EXCERPTED TEXT:

Seurat: From Moving Points to Depth¶

Conference: CVPR 2025
arXiv: 2504.14687
Code: https://seurat-cvpr.github.io
Area: 3D Vision / Depth Estimation
Keywords: Point Trajectory Depth Estimation, Monocular Video Depth, Transformer, Zero-shot Generalization, Temporal Depth Ratio

TL;DR¶

This paper proposes Seurat, a monocular video depth estimation method based on 2D point trajectories. By analyzing the motion patterns of tracked points using spatial and temporal Transformers to infer depth changes over time, Seurat achieves zero-shot generalization to real-world scenes while being trained solely on synthetic data.

Background & Motivation¶

Background: Monocular depth estimation (MDE) has made massive progress recently with the help of large-scale training. Methods such as MiDaS, DPT, and DepthPro perform exceptionally well on single-frame depth estimation, but they lack temporal consistency when applied to videos, leading to depth flickering. Recent video depth estimation methods (e.g., DepthCrafter, ChronoDepth) improve this issue through temporal modeling, but still rely on large-scale annotated datasets and strong feature backbones.

Limitations of Prior Work: (1) Single-frame MDE methods focus on representing relative spatial depth within a frame, ignoring the temporal depth change information. (2) Existing methods rely heavily on strong pre-trained feature backbones (such as DINOv2 and Stable Diffusion) and require large amounts of annotated data. (3) Depth estimation for dynamic objects remains challenging, as most methods assume static scenes.

Key Challenge: Monocular video contains rich temporal depth cues (projected points converge as objects move away), but existing methods fail to effectively exploit this purely motion-based geometric information.

Goal: Design a lightweight method that infers depth changes relying solely on 2D point trajectories, without requiring image feature backbones, multi-view or stereo setups, or ground-truth annotations.

Key Insight: The authors draw inspiration from structured light 3D scanning—where 3D structures are inferred through the deformation of projected patterns. Similarly, changes in the trajectory patterns of tracked points in a video encode depth information. For example, as an object moves away from the camera, its surface tracked points will converge and cluster in the image plane.

WHAT NEEDS TO BE DONE:
Proceed with the write-up on Seurat's trajectory-based depth estimation, picking up after its last sentence. The records have nothing to do with this.

Records pointing to named objects:
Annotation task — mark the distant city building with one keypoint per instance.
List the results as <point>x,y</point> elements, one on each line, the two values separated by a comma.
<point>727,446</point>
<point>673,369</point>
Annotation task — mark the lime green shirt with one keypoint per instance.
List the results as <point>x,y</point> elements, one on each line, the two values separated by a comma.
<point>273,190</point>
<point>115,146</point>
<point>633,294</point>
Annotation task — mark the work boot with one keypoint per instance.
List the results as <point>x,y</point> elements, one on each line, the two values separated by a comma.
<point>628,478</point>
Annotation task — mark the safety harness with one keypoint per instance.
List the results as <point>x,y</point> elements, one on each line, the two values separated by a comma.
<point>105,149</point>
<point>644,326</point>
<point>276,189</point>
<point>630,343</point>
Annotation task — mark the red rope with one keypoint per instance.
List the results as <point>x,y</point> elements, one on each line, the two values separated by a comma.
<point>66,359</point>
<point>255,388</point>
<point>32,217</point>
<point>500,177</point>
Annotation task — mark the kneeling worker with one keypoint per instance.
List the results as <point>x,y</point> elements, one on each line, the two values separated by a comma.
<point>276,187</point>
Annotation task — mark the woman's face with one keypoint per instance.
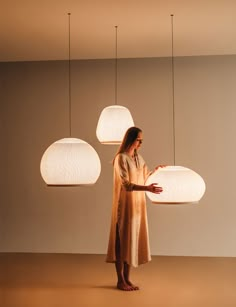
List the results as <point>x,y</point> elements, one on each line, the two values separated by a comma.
<point>138,142</point>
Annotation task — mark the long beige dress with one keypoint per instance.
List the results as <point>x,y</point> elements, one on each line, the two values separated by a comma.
<point>129,214</point>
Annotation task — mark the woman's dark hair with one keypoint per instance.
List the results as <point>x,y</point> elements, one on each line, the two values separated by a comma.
<point>129,138</point>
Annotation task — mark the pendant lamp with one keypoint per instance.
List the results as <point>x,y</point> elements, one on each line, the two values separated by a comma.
<point>70,161</point>
<point>180,185</point>
<point>115,119</point>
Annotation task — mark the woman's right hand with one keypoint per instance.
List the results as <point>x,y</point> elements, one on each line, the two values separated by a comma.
<point>154,188</point>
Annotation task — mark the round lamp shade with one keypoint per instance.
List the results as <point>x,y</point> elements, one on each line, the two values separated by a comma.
<point>113,123</point>
<point>180,185</point>
<point>70,162</point>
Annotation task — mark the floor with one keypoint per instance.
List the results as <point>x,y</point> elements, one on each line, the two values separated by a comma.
<point>43,280</point>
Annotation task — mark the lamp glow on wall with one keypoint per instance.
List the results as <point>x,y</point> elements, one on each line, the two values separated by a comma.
<point>180,185</point>
<point>114,120</point>
<point>70,161</point>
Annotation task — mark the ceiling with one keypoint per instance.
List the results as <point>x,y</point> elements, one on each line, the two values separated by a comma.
<point>33,30</point>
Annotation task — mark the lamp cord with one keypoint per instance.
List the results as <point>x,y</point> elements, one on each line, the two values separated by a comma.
<point>69,69</point>
<point>173,80</point>
<point>116,66</point>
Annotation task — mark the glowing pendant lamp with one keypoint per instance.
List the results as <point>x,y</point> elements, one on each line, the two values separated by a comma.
<point>180,185</point>
<point>114,120</point>
<point>70,161</point>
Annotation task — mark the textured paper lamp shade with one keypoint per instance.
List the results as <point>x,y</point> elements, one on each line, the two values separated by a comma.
<point>70,162</point>
<point>113,123</point>
<point>180,185</point>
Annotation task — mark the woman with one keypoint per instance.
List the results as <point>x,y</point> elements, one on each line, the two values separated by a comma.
<point>129,242</point>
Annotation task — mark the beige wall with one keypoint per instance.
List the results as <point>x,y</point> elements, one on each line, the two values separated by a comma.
<point>34,113</point>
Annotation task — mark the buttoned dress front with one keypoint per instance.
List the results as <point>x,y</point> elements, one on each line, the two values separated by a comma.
<point>129,215</point>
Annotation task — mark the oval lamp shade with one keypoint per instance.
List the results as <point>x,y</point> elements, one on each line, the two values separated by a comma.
<point>113,123</point>
<point>180,185</point>
<point>70,162</point>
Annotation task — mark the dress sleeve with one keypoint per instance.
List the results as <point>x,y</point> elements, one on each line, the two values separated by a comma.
<point>123,170</point>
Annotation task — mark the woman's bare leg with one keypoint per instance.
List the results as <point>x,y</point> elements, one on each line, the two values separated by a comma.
<point>127,276</point>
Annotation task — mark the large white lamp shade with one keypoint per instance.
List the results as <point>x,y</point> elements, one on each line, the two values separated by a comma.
<point>70,162</point>
<point>113,123</point>
<point>180,185</point>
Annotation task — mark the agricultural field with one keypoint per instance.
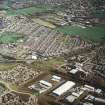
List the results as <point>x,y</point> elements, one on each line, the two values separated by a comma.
<point>33,9</point>
<point>9,37</point>
<point>96,33</point>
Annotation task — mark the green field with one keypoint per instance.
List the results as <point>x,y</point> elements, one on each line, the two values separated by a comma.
<point>9,37</point>
<point>92,33</point>
<point>31,10</point>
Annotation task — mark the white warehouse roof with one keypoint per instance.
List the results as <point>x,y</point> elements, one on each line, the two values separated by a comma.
<point>64,88</point>
<point>46,83</point>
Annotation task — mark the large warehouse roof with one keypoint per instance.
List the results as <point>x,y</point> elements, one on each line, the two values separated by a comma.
<point>64,88</point>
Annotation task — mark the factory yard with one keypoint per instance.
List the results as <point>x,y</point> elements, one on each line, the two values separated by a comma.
<point>3,89</point>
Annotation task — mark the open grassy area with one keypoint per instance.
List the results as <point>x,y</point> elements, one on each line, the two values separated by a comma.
<point>96,33</point>
<point>34,9</point>
<point>9,37</point>
<point>7,66</point>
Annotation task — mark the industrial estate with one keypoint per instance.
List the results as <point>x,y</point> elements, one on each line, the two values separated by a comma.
<point>52,52</point>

EXERCISE RESPONSE:
Core Idea: Transform the depth estimation problem from "guessing depth by looking at images" to "inferring depth ratios by analyzing point trajectory motion patterns," using a Transformer to learn the mapping from point density changes to depth changes.

Method¶

Overall Architecture¶

Given a monocular video, a off-the-shelf point tracking model (LocoTrack or CoTracker) is first used to extract 2D trajectories and occlusion states. The trajectories are then processed in two branches: the support trajectory branch (using uniformly grid-sampled points) captures global scene motion; and the query trajectory branch handles the user's query points of interest, obtaining global motion context from the support branch via cross-attention. Both branches independently output depth ratio predictions. Slide-window inference is used, and the final metric depth is reconstructed by integrating a single-frame metric depth model.

Key Designs¶

Decoupled Design of Support/Query Trajectories:
- Function: Decouples global scene motion modeling from query point depth prediction to prevent query point distribution bias from affecting depth estimation.
- Mechanism: Support trajectories are obtained by uniform grid sampling on the image, processed by alternating temporal and spatial Transformer layers to capture global motion dynamics. Query trajectories are processed independently, obtaining global motion information from the support branch through a cross-attention mechanism. Both branches have independent regression heads outputting depth ratios. The trajectory of each query point is processed independently to prevent the query point distribution from influencing predictions.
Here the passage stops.